*** SOURCE DOCUMENT Section Begins ***

Baha’i to Begin One-Year Prison Sentence for Practicing His Faith
A Baha’i man, Sarang Ettehadi, has been summoned to begin serving his one-year prison sentence on charges of “propaganda against the state through participation in Baha’i worship and prayer groups.” Ettehadi told the International Campaign for Human Rights in Iran that he had been instructed via a telephone call from the Evin Prison Courts on July 6, 2014, to appear to begin serving his sentence within a week. Ettehadi’s wife, Nasim Ashrafi, already began serving her sentence at Evin Prison on May 6, 2014.
“They called my father, who holds the deed that was used as my bail collateral, and asked that I turn myself in to start serving the sentence. I will definitely go, because my wife went to Evin on May 6 for her one-year sentence. At least if I go now, our sentences will end almost at the same time and then we can live together in peace,” the Baha’i citizen told the Campaign.
Intelligence agents arrested Sarang Ettehadi and his wife Nasim Ashrafi on July 11, 2012 at their home. Ettehadi spent 22 days and his wife 23 days at Evin Prison under interrogation before they were released on bail. Ettehadi was tried at Branch 28 of the Tehran Revolutionary Court under Judge Moghisseh on January 15, 2014. Although he was indicted for “propaganda against the state,” the judge added the charge of “membership in a Baha’i organization to undermine national security” and sentenced him to five years in prison. After his lawyer appealed the sentence, Branch 26 of the Tehran Appeals Court exonerated him of the charge of “membership in Baha’i organization,” but he was sentenced to one year in prison for “propaganda against the state.”
“During the interrogations, they told us, ‘You are not among Iranian citizens and you must leave Iran.’ The process for the interrogations and the sentence were not fair at all. Religious activities cannot be construed as propaganda against the state. I have never been involved in riots or armed activities against the state. All my activities have been peaceful, and I have never bothered the state. We hold our own ceremonies. But in the decisions for our cases, our statements and the law were ignored,” Ettehadi told the Campaign.
“The judge asked me, ‘Are you a member of the Baha’i community?’ I said, ‘Yes.’ He asked, ‘What kinds of programs did you have?’ I said, ‘Prayer and worship sessions with fellow-believers.’ He said, ‘Did you invite Muslims, too?’ I said, ‘No.’ He said, ‘You had programs with Baha’is, so this was organizational work, and as the Baha’i organization is illegal, you are convicted of membership in illegal groups.’ I said, ‘But prayer and worship were not propaganda against the state.’ He said nothing. All he said was that the Baha’i organization is illegal,” the Baha’i citizen told the Campaign.

*** SOURCE DOCUMENT Section Ends ***
*** SUPPLIED DATA Section Begins ***

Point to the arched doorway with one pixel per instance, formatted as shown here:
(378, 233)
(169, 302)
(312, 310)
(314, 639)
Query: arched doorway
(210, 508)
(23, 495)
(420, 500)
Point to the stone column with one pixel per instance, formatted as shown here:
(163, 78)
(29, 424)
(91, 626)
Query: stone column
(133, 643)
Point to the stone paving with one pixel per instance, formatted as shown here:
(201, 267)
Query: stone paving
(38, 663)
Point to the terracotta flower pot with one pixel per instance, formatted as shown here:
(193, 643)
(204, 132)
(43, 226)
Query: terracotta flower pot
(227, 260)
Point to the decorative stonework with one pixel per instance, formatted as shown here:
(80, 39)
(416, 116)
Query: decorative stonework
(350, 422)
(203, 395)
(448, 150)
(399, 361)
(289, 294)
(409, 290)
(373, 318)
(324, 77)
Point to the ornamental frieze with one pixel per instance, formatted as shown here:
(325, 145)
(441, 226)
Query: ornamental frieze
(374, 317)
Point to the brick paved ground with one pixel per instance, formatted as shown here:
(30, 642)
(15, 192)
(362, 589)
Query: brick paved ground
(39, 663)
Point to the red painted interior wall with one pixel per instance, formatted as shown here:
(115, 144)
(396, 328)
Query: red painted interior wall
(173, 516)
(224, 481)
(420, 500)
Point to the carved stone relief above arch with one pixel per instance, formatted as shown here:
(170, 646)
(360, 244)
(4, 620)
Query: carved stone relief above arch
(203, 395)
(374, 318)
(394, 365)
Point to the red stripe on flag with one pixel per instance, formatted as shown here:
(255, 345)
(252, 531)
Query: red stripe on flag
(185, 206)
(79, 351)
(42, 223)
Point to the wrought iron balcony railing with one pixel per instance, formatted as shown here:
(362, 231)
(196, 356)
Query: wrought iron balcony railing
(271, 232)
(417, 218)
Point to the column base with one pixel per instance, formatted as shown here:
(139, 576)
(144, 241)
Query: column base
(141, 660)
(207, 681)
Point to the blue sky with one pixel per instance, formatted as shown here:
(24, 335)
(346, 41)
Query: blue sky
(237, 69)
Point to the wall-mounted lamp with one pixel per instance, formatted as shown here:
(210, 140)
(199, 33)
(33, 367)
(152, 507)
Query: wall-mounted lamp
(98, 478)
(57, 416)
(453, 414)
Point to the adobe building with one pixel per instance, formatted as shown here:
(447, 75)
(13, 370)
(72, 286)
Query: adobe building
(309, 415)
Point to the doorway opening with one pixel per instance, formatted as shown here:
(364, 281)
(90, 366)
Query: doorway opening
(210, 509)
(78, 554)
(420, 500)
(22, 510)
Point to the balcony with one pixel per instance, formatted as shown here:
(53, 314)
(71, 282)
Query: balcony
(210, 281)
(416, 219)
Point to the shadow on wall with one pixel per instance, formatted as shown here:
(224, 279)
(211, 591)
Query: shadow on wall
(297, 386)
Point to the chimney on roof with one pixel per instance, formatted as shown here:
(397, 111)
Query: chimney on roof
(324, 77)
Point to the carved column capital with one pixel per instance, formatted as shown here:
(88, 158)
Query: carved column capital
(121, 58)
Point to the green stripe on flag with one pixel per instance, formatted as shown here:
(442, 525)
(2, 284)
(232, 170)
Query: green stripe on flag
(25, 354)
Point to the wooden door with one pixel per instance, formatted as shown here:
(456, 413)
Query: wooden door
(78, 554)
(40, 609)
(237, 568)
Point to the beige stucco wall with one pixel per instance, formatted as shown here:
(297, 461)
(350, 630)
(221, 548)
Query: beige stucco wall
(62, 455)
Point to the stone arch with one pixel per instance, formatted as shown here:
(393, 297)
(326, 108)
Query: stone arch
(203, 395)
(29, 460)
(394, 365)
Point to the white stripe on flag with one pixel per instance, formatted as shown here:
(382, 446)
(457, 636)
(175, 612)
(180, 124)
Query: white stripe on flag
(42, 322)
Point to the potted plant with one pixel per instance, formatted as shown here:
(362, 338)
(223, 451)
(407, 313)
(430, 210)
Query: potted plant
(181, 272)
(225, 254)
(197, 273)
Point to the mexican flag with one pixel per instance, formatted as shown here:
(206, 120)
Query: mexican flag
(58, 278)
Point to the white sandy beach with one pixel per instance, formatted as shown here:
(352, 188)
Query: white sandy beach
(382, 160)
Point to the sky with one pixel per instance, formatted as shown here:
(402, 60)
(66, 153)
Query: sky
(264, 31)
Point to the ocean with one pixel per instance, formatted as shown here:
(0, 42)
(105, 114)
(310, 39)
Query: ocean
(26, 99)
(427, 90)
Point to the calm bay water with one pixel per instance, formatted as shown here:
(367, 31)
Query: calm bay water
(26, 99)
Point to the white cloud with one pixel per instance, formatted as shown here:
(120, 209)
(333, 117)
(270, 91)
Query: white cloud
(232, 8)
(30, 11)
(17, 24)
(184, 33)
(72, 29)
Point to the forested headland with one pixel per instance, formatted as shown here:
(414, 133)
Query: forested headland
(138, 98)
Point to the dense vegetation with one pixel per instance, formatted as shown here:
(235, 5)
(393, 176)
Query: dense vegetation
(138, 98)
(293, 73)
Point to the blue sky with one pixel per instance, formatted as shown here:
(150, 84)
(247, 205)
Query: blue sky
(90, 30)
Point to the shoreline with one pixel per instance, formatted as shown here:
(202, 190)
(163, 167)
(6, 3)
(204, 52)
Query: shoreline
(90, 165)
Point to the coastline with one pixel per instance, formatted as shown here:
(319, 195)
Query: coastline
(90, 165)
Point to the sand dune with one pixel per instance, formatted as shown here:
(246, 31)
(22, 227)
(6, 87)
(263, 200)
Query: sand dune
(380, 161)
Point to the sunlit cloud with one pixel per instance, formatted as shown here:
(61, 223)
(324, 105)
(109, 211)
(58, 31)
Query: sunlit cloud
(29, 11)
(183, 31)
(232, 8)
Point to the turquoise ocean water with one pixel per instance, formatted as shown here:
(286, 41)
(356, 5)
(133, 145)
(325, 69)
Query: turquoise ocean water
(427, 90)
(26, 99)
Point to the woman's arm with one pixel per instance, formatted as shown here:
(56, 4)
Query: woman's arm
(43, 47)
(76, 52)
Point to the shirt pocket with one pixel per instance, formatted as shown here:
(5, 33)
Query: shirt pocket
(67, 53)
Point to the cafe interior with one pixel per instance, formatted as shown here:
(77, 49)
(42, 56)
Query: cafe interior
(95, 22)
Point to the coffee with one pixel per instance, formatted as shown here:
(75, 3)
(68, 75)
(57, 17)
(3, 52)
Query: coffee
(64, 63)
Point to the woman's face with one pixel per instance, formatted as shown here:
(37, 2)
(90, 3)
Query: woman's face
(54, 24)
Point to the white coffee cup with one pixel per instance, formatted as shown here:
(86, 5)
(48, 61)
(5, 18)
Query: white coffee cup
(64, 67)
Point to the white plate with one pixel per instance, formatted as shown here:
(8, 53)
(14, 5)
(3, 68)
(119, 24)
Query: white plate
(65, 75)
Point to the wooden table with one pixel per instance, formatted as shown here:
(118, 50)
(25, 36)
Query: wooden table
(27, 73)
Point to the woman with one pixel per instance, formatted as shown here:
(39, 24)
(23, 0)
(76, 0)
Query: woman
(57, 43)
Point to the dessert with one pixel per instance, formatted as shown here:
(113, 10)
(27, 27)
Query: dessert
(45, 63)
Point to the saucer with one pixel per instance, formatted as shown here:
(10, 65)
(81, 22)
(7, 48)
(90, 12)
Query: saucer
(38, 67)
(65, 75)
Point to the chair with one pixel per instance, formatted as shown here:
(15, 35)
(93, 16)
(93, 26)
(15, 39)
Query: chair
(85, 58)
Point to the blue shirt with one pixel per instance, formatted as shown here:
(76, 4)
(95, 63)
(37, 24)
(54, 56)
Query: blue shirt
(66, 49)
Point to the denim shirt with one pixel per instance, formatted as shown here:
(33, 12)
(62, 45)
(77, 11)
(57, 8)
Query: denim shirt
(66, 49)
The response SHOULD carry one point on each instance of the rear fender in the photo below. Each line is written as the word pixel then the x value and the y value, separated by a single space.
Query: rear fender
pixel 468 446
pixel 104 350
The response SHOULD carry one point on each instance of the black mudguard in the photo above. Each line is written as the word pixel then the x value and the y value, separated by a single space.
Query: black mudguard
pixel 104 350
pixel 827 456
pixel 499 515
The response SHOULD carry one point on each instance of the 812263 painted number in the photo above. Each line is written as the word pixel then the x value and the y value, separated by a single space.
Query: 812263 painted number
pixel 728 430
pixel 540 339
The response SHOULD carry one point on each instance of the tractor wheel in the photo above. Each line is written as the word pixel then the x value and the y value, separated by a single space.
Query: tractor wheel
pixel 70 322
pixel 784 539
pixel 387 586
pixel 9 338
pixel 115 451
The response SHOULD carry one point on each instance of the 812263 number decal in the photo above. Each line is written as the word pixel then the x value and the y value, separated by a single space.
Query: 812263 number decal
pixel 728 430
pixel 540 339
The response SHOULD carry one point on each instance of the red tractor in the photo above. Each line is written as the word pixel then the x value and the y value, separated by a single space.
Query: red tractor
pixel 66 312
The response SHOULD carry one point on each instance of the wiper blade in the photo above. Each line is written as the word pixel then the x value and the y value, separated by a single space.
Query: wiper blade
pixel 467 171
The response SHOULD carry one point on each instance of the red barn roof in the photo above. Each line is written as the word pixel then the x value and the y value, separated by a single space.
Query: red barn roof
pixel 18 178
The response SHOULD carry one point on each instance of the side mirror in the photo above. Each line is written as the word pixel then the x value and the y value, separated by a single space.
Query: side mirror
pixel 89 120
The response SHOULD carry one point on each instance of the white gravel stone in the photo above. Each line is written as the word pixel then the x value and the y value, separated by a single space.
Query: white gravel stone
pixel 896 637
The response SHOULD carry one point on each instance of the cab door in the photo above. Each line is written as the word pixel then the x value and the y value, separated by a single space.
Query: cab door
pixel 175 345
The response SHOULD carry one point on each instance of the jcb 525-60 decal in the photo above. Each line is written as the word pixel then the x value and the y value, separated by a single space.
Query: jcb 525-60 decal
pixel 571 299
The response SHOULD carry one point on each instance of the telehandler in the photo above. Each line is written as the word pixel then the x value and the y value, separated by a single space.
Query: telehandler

*** SUPPLIED DATA Section Ends ***

Answer from the article on Sarang Ettehadi's prison sentence:
(a) On what date did Nasim Ashrafi begin serving her sentence at Evin Prison?
(b) How many days did Ettehadi spend at Evin Prison under interrogation before his release on bail?
(c) Which court cleared Ettehadi of the charge of "membership in Baha'i organization"?

(a) May 6, 2014
(b) 22 days
(c) Branch 26 of the Tehran Appeals Court